## Your goal
Give back exactly the lines from the one containing "the person holding" through the end of the records, including both, and no others.

## Named-object pointing records
◇ ◇ ◇
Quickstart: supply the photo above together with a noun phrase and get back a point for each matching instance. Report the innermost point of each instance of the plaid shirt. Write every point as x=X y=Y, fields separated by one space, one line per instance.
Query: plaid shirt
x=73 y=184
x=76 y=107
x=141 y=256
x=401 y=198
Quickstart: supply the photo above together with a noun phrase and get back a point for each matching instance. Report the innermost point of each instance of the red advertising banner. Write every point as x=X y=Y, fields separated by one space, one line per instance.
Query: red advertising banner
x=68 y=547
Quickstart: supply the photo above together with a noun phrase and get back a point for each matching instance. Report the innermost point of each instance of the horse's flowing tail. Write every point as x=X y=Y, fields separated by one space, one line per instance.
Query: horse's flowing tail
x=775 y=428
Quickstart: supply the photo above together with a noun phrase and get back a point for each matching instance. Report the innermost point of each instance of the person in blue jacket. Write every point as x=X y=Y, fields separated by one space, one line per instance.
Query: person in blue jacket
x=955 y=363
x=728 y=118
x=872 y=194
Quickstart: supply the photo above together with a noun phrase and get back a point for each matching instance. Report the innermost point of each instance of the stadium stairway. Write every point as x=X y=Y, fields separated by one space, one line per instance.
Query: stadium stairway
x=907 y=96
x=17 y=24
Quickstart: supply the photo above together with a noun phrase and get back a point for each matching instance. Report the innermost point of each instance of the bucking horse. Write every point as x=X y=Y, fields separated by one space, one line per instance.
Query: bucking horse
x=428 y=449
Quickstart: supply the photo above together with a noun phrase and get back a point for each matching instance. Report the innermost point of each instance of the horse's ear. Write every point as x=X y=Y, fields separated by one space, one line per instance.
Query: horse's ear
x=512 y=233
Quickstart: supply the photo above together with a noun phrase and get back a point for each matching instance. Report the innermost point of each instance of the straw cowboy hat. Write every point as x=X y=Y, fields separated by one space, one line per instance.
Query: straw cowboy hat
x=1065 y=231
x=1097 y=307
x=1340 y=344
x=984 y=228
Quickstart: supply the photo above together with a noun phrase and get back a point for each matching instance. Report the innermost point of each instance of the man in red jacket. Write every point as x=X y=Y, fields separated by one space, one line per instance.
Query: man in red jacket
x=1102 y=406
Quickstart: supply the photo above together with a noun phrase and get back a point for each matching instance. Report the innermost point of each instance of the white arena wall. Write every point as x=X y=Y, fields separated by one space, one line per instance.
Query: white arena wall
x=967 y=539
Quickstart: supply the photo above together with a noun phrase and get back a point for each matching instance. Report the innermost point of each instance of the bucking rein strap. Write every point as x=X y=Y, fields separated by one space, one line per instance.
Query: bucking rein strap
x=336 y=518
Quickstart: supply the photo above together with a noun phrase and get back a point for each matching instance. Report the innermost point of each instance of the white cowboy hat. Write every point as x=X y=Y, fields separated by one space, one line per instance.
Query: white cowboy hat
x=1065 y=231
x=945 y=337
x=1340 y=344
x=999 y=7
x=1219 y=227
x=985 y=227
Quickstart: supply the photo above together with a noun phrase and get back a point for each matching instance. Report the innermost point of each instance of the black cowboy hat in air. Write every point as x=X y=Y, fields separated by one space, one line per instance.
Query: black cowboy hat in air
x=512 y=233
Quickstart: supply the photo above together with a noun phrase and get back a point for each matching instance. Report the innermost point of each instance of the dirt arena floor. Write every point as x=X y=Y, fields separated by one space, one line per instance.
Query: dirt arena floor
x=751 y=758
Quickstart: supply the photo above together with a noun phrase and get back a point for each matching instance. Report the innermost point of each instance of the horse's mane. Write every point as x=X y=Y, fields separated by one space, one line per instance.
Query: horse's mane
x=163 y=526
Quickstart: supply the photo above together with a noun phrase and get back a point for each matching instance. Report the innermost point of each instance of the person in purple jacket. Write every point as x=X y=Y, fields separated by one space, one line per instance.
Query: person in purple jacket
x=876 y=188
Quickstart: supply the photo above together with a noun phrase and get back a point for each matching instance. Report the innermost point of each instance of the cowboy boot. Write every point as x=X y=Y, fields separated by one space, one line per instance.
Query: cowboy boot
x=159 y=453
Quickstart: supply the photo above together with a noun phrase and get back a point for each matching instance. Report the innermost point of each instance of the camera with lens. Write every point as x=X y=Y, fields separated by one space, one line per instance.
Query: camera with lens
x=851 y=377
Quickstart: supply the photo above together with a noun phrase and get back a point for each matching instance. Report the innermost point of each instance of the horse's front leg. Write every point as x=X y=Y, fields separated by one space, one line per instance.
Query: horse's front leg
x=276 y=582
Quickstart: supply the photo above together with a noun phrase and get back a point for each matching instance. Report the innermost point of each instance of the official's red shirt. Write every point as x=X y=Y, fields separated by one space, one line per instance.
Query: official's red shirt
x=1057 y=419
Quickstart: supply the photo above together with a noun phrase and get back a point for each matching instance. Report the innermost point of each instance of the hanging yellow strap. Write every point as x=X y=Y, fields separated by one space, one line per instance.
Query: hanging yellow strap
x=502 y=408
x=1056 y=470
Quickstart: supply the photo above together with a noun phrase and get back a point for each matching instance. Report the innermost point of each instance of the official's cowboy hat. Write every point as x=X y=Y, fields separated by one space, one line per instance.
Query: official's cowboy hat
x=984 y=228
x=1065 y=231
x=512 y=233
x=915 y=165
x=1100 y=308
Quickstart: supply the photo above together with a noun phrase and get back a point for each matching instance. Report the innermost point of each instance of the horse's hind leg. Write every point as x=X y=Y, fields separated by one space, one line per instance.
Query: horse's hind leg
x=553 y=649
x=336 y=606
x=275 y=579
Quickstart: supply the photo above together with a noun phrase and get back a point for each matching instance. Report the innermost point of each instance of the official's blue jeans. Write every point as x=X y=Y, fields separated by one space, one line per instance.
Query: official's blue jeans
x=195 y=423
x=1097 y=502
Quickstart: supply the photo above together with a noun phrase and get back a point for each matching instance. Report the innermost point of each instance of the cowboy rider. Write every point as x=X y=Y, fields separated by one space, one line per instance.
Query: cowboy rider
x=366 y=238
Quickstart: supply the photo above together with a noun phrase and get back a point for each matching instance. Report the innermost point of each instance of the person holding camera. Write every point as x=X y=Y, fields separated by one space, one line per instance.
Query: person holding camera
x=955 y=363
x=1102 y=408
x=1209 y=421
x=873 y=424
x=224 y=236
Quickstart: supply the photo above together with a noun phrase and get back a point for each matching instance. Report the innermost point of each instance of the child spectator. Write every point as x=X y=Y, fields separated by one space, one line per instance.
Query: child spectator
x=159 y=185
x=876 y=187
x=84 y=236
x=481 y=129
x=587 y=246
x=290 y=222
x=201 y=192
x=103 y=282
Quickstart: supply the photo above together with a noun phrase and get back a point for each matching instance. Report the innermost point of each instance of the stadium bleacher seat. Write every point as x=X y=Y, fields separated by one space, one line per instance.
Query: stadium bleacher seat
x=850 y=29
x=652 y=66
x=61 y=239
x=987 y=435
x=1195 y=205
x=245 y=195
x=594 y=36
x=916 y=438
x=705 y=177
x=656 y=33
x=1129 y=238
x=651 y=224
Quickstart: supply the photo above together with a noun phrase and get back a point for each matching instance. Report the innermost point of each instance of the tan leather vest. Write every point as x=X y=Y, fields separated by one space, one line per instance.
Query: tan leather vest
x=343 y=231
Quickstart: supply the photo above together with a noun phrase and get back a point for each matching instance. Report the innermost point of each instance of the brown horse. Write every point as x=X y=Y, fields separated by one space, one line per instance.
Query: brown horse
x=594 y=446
◇ ◇ ◇
## Task response
Quickstart: supply the photo above together with a noun phrase and get back a point for each matching instance. Report the innermost point of each instance of the person holding camera. Write every point as x=X y=Y, fields separated by one space, one line per instance.
Query: person holding camera
x=955 y=363
x=1102 y=408
x=1209 y=421
x=873 y=424
x=224 y=236
Quickstart: supply the photo above together with a noun phrase and get back a point for each matching instance. Report the innermost point of each instance of the child spectator. Write every point as x=X y=Y, fields separated by one space, one line per instance.
Query: child spectator
x=159 y=185
x=876 y=187
x=84 y=236
x=481 y=129
x=587 y=246
x=290 y=222
x=201 y=192
x=103 y=282
Quickstart: supply the photo above together with a noun phrase and get back a point for each matching instance. Report the innermost point of each instance of the stadium bleacher seat. Write every point as x=X y=Y, fields separated by one space, one line per instance.
Query: stadium bleacher seat
x=850 y=29
x=652 y=66
x=61 y=239
x=987 y=435
x=1195 y=205
x=245 y=195
x=594 y=36
x=916 y=438
x=705 y=177
x=656 y=33
x=1129 y=238
x=651 y=224
Quickstart: supply the photo above together with a noun phrase and get back a point for each matching instance. Report the innermost point of each instance of the tan leather vest. Write every point as x=X y=Y, fields separated by one space, one line per instance.
Query: tan leather vest
x=343 y=231
Quickstart: supply the photo above together with a noun phrase and get back a point for each matching instance. Report the innermost point of each instance of the brown horse. Write every point as x=X y=Y, fields separated by one space, one line per instance.
Query: brown horse
x=594 y=446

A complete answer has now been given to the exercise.